* **Selection**:
▽
*For the pdf slides, click here*

# Concepts of MCAR, MAR, MNAR

### Concepts of MCAR, MAR, MNAR

- Missing completely at random (MCAR): the probability of being missing is the same for all cases
- Cause of missing is unrelated to the data

- Missing at random (MAR): the probability of being missing only depends on the observed data
- Cause of missing is unrelated to the missing values

- Missing not at random (MNAR): probability of being missing depends on the missing values themselves

# Ad-hoc Solutions

### Listwise deletion and pairwise deletion

- Listwise deletion (also called complete-case analysis): delete rows which contain one or more missing values
- If data is MCAR, listwise deletion produces unbiased estimates of means, variances, and regression weights (if need to train a predictive model)
- If data is not MCAR, listwise deletion can severely bias the above estimates.

- Pairwise deletion (also called available-case analysis)
- Mean and variance of variable \(X\) are based on all cases with observed data on \(X\)
- Covariance and correlation of \(X\) and \(Y\) is based on all data which both \(X\) and \(Y\) have non-missing values

### Mean imputation

- Compared with the observed data, in the imputed data (observed + imputed values)
- Standard deviations decrease
- Correlation decreases
- Means can be biased if the data is not MCAR.

### Regression imputation

- Build a regression model from the observed data
- Impute the missing values in the response variable with the predicted values from the fitted regression

- The impute values are the most likely values under the model
- However, it decreases the variance of the target variable
- And it increases the correlations between the target and covariates

- Regression imputation, and its modern incarnations in machine learning is probably the most dangerous of all ad-hoc methods

### Stochastic regression imputation

- Build a regression model from the observed data
- Impute a missing value in the response variable with the predicted value
*plus a random draw from the residual*

- Preserves variance and correlation.
△
[Region labeling records]
▽
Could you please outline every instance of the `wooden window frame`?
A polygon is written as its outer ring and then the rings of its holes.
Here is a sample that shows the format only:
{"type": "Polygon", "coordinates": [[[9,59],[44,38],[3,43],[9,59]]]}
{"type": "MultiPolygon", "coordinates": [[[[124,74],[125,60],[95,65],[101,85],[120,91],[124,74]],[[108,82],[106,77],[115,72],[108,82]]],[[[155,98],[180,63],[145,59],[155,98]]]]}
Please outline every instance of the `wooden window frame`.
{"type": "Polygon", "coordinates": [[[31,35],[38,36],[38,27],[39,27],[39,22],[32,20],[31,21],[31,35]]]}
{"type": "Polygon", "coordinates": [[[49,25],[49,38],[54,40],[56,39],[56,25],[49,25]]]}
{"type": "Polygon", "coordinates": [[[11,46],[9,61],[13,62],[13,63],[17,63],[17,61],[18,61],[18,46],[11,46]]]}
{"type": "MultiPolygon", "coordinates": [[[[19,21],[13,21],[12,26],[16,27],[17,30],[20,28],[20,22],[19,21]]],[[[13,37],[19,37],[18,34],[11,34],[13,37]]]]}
△
* **Set tasks**:
1. Answer these questions from the notes on missing data:
(a) Under missing at random, what does the probability of being missing depend on?
(b) What other name is given for listwise deletion?
(c) In stochastic regression imputation, what is added to the predicted value?
2. Repeat the notes on missing data from "- Missing not" to "a predictive model)".
These records were drawn from a separate source.

* **Answers for this exercise**:
1.
(a) Only the observed data.
(b) Complete-case analysis.
(c) A random draw from the residual.

2.
- Missing not at random (MNAR): probability of being missing depends on the missing values themselves

# Ad-hoc Solutions

### Listwise deletion and pairwise deletion

- Listwise deletion (also called complete-case analysis): delete rows which contain one or more missing values
- If data is MCAR, listwise deletion produces unbiased estimates of means, variances, and regression weights (if need to train a predictive model)